>> begin
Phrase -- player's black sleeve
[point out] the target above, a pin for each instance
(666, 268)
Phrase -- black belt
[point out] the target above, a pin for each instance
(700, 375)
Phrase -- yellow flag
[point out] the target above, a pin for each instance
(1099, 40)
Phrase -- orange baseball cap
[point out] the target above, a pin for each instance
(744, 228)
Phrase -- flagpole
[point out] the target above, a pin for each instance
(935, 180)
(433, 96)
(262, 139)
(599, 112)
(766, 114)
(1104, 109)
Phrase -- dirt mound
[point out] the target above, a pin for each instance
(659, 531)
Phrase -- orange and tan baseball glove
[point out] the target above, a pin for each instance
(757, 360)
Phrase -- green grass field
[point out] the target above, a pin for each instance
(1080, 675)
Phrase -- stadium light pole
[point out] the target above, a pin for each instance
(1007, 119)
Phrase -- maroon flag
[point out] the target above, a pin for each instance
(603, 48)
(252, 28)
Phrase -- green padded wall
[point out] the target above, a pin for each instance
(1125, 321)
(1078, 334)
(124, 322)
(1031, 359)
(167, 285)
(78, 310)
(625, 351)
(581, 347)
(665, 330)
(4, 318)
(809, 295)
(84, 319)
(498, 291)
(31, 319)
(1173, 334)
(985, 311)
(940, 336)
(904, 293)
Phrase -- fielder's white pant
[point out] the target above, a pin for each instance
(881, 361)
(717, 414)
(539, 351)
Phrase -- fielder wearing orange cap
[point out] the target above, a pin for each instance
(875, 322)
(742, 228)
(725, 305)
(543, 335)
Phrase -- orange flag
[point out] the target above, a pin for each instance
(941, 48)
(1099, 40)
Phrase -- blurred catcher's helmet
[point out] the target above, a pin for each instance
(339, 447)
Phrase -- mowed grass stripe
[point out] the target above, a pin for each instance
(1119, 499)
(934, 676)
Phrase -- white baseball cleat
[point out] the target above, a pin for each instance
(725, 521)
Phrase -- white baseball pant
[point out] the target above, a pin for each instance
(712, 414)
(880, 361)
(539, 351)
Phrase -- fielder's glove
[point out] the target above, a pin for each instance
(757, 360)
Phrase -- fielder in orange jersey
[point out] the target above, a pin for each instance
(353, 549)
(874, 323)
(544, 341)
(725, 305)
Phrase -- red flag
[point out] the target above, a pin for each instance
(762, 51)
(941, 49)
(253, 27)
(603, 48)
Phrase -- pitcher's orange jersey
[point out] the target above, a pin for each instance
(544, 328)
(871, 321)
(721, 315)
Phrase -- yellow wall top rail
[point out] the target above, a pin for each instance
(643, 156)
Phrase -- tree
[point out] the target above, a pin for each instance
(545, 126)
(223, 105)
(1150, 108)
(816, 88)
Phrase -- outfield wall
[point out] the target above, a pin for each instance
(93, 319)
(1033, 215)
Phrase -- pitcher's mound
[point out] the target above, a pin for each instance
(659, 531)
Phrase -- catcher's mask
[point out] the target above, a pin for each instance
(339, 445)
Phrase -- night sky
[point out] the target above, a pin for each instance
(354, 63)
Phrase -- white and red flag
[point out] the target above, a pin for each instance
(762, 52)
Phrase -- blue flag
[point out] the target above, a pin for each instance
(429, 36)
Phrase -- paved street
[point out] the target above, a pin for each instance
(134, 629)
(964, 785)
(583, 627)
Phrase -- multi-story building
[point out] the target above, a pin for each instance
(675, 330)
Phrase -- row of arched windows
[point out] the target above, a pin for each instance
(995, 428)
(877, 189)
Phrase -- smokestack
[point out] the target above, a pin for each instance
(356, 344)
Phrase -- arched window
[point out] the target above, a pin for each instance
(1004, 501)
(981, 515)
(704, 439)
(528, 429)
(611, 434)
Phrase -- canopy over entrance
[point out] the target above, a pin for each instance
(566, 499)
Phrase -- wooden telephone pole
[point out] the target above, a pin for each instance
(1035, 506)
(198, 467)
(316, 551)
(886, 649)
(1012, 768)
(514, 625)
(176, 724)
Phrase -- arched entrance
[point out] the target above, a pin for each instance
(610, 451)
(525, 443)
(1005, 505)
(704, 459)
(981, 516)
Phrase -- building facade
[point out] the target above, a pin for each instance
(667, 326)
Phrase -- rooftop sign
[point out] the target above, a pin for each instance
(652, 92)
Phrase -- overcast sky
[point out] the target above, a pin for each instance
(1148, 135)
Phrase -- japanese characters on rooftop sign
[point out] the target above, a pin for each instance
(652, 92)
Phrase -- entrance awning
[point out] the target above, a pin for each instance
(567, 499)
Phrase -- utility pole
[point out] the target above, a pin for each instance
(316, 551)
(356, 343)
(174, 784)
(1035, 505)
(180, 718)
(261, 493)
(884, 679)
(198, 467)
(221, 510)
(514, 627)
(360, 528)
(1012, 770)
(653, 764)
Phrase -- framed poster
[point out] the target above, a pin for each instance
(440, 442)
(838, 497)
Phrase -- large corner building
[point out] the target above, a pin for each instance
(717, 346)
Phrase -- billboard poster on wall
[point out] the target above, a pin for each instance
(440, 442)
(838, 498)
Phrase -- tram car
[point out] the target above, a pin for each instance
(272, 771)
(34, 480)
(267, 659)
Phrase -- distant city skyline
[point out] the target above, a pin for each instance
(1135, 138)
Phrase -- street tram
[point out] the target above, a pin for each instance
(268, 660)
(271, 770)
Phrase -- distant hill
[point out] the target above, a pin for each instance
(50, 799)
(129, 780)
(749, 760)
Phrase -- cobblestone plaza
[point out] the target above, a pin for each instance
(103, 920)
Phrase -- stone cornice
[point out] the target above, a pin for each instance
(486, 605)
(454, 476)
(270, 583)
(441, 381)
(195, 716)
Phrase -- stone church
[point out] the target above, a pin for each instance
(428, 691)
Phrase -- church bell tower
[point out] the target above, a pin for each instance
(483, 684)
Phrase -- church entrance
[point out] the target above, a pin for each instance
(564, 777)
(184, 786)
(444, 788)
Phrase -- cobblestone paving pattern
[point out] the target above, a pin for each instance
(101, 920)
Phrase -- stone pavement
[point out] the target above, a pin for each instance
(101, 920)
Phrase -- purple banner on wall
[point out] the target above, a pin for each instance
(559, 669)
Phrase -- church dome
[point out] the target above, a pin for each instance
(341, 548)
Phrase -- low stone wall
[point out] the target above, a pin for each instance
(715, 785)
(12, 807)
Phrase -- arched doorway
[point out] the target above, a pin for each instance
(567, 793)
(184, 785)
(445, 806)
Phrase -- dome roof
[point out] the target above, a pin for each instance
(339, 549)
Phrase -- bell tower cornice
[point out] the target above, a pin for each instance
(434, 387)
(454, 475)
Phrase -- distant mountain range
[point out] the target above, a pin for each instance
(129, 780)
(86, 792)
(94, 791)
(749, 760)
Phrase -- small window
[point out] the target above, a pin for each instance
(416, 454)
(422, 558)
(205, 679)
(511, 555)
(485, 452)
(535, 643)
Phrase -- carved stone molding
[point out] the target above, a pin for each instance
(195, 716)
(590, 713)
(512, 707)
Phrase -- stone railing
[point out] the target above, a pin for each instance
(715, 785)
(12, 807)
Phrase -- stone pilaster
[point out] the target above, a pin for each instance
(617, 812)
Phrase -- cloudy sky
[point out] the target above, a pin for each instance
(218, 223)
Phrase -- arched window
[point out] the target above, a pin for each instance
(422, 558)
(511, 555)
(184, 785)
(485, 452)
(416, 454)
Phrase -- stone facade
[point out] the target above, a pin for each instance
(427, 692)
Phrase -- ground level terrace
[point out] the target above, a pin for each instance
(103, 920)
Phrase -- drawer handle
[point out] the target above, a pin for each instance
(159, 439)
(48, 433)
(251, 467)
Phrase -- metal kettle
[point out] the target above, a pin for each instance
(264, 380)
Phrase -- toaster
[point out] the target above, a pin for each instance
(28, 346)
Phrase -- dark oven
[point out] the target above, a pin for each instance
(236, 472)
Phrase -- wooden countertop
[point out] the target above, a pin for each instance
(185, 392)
>> end
What this task involves: Begin at the line that has "Phrase -- green grass field" and stop after the line that has "(1007, 119)"; give only those lines again, swapping "stadium light pole" for "stadium lamp post" and leaving everything else unchanged.

Task result:
Phrase -- green grass field
[point out] the target above, a pin for each instance
(1080, 675)
Phrase -- stadium lamp post
[point out] the target above, a pin for each instance
(1007, 119)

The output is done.